* [Quoted passage]:
──────────

Again, this means that Lagrange multipliers \(\{\lambda _t^{CIA,m}\}, \{\zeta _t^{FI,m}\}, \{\lambda _{t + 1}^{CIA,m}\},\) \(\{\mu _{t + 1}^{CWA,m}\}, \{\zeta _{t + 1}^{FI,m}\}\) define a hyperplane and are underidentified.

2.3.6 What Does this Tell Us?

The analysis of the above cases shows that credible representation of objects-oriented mental-accounting consumer behaviour satisfying strong nonfungibility in an intertemporal optimisation framework is impossible. Nevertheless, algorithmic approaches are suitable for this purpose, as they provide much more flexibility and do not impose interrelations between first-order conditions, as they do not require any such calculations.

2.4 Cognitive Limitations of Consumers, Different Spending Patterns for Various Types of Goods

The existing models of mental accounting are characterised by consumers using permanent or future income in their decision process. However, this would require exquisite forecasting skills of real-world consumers as well as considerable amount of time and information. If consumers were capable of performing such tasks as well as of acquiring and analysing the necessary information, there is little justification for the claim that they stop at this point and do not spend using optimisation rules, making individual saving plans, rather than behaving in accordance with mental accounting. Moreover, psychological and cognitive science literature suggests that people’s cognitive capabilities are limited and they often act irrationally from the point of view of standard economic theory (Lieder & Griffiths, 2020).

Most people cannot and do not calculate the value of their permanent income, and also spend using savings (Thaler, 1994a). It is also well-known that durable goods are bought infrequently (Caballero, 1993). Note that the latter characteristic of behaviour is in contrast to the assumptions behind the behavioural life-cycle model or the buffer-stock model, which were proposed as remedies for the shortcomings of the permanent income framework.

There are, however, many types of durable goods (Table 1), differing in the strength of consumer demand, durability, and possibly also in the limits to which consumer spending can be enhanced by demand-generating activities of firms, such as marketing. Some of these types, such as books, household goods, sport equipment, tools, some consumer electronics and jewellery, consist of goods that are usually bought with cash, or with the use of current funds. Other types, e.g. houses, flats, and more expensive consumer electronics consist of products that are most often paid at least to some extent with borrowed funds. Moreover, these categories differ in terms of the frequency of making purchases by consumers, and prices, and inflation in each sector differs slightly from its counterparts.

Table 1 Various categories of consumer durables

Additionally, there are numerous categories of consumer nondurables (Table 2), each satisfying different needs and requiring various marketing techniques to affect consumer behaviour. At the level of an individual, the demand for nondurables is more steady than on durables (Caballero, 1993). Durable goods can be divided into two groups: ones that are bought infrequently and those that are purchased frequently by some consumers (Table 1). Quarters seem to be a good measure of frequency in this case. Most typically, it is the first type of goods that is associated with debt-taking, but not all infrequently bought durable goods require to be paid with new consumer loans.

──────────

Location identification items:
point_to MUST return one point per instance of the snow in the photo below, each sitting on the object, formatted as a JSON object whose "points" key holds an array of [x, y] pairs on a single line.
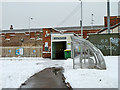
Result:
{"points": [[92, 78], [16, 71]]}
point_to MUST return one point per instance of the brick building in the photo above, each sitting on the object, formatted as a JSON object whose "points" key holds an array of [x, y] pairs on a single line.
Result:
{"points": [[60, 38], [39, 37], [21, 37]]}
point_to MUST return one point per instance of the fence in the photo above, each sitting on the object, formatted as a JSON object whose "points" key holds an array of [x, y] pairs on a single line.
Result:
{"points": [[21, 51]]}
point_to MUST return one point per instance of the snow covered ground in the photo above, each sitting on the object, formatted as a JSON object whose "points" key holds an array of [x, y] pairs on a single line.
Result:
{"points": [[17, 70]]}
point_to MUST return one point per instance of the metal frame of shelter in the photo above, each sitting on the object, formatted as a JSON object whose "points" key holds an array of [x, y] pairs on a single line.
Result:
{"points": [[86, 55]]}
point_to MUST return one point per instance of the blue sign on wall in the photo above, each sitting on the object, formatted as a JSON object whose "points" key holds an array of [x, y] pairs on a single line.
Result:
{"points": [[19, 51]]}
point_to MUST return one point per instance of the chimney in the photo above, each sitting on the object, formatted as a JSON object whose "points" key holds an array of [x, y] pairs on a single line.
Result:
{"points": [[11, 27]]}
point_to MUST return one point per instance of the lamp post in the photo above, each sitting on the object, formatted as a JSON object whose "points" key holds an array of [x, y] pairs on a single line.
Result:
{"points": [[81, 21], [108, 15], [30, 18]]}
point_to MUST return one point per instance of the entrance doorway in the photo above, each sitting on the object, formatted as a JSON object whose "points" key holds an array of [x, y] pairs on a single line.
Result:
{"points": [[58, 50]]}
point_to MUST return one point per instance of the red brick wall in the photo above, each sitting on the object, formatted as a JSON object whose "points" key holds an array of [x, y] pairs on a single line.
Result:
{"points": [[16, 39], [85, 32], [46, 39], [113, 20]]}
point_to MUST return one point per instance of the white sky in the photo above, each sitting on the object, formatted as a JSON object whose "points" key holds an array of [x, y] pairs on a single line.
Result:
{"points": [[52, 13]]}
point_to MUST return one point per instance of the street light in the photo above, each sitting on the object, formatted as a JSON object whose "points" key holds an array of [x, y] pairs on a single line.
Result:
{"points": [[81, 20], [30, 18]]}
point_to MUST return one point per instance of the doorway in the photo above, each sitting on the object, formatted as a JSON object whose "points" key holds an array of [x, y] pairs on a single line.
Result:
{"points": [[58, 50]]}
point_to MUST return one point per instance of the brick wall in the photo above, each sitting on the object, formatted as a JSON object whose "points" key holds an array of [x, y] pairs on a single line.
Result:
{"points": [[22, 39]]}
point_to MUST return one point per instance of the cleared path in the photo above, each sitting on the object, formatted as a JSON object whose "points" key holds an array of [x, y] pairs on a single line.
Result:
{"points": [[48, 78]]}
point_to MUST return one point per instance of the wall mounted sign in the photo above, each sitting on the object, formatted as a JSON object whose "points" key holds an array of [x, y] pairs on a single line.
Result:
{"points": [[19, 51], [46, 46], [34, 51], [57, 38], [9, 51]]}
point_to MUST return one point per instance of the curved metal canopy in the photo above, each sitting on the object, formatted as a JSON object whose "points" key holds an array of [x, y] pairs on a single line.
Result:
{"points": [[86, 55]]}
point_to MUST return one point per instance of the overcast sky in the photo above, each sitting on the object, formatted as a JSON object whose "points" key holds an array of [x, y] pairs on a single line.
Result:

──────────

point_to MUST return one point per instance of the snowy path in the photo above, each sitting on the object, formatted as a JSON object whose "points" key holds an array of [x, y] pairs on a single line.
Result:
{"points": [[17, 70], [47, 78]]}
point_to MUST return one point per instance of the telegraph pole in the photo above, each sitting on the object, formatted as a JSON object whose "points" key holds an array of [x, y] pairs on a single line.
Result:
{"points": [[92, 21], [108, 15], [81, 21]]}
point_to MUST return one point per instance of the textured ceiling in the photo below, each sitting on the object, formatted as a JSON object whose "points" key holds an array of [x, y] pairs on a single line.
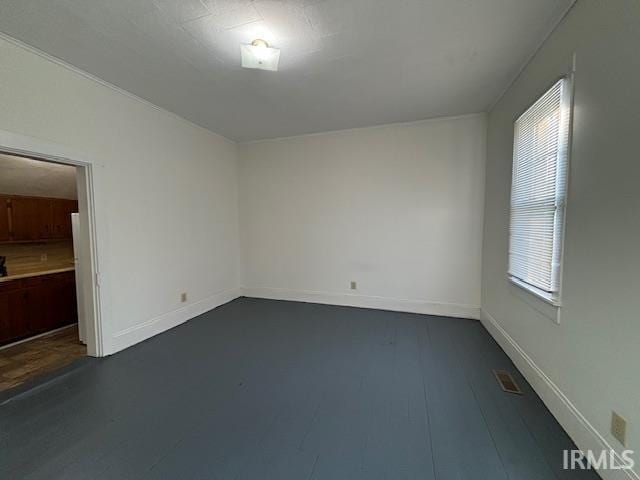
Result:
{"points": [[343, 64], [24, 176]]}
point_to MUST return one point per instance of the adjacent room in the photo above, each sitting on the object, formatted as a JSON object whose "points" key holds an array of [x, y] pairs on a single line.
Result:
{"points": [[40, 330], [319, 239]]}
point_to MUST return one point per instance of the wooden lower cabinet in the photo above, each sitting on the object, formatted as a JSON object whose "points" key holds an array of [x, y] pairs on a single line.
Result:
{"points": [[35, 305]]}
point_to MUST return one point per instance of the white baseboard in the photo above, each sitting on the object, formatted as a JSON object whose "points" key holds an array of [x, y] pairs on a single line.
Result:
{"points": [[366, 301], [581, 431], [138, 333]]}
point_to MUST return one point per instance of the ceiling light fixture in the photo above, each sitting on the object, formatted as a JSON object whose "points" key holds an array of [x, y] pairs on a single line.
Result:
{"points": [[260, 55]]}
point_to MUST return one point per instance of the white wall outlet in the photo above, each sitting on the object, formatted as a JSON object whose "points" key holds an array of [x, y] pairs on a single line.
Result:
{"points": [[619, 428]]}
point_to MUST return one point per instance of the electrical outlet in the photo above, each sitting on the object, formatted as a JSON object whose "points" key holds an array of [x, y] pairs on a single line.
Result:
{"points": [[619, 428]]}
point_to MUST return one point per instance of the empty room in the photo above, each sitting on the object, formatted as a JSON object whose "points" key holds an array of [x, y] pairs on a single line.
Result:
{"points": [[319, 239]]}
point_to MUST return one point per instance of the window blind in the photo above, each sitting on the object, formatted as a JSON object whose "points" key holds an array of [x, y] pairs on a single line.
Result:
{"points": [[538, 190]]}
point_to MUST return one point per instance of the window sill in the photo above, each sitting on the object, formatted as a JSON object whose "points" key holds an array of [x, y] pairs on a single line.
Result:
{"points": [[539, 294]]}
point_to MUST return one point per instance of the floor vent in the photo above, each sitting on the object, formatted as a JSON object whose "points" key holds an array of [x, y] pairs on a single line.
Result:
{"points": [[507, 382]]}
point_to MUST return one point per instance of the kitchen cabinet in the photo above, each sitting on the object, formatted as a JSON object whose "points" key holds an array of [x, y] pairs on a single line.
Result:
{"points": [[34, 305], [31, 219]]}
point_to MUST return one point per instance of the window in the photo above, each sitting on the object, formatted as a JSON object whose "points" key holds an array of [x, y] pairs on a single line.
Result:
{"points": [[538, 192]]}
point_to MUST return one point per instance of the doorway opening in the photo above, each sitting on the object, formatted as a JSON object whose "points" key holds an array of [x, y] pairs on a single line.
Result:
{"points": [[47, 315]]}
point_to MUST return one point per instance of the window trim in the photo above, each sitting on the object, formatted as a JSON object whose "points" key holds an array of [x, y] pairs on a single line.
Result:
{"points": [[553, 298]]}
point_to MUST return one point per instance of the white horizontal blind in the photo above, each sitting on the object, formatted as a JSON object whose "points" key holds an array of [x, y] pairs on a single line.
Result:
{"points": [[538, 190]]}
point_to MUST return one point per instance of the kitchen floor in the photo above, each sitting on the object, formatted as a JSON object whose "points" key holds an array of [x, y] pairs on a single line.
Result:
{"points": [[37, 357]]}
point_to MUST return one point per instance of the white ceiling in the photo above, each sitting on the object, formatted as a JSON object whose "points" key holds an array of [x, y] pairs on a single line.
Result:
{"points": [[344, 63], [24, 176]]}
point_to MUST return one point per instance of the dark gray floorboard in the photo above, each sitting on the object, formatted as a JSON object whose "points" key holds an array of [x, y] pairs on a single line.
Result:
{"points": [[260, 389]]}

──────────

* [Exercise]: Please state which unit of time the passage on consumer spending patterns calls a good measure of purchase frequency for durable goods. You won't need the items for this work.

* [Completed exercise]: Quarters.